■ Written exercise
Reproduce the following lines exactly as they appear.

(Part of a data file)

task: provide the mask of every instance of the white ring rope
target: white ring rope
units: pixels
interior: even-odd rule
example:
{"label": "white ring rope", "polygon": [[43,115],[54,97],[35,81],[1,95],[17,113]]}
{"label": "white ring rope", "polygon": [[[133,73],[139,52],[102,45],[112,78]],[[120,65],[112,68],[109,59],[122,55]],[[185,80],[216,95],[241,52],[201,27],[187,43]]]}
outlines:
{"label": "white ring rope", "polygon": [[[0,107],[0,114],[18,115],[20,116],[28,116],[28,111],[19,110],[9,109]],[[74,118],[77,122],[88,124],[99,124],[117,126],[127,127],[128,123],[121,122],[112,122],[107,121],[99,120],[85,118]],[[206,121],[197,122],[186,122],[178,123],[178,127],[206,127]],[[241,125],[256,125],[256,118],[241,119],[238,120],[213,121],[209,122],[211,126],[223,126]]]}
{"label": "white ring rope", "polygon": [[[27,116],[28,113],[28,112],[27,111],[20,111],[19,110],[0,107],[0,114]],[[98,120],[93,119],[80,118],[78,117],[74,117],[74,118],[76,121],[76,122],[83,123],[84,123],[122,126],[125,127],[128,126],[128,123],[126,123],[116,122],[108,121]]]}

■ Written solution
task: provide the mask of every instance of the white ring rope
target: white ring rope
units: pixels
interior: even-odd rule
example:
{"label": "white ring rope", "polygon": [[43,115],[54,97],[35,81],[1,95],[17,113]]}
{"label": "white ring rope", "polygon": [[[133,73],[139,52],[102,45],[112,78]],[[120,65],[112,68],[109,59],[122,55]],[[185,80],[216,95],[241,52],[201,27],[187,43]]]}
outlines:
{"label": "white ring rope", "polygon": [[[0,107],[0,114],[18,115],[20,116],[28,116],[28,111],[19,110],[9,109]],[[74,118],[77,122],[88,124],[99,124],[117,126],[127,127],[128,123],[121,122],[112,122],[107,121],[99,120],[85,118]],[[206,121],[197,122],[186,122],[178,123],[178,127],[206,127]],[[241,125],[256,125],[256,118],[241,119],[238,120],[213,121],[209,122],[211,126],[223,126]]]}
{"label": "white ring rope", "polygon": [[[27,116],[28,113],[28,112],[27,111],[20,111],[19,110],[0,107],[0,114]],[[98,120],[93,119],[80,118],[78,117],[74,117],[74,118],[76,121],[76,122],[83,123],[84,123],[122,126],[125,127],[128,126],[128,123],[126,123],[116,122],[108,121]]]}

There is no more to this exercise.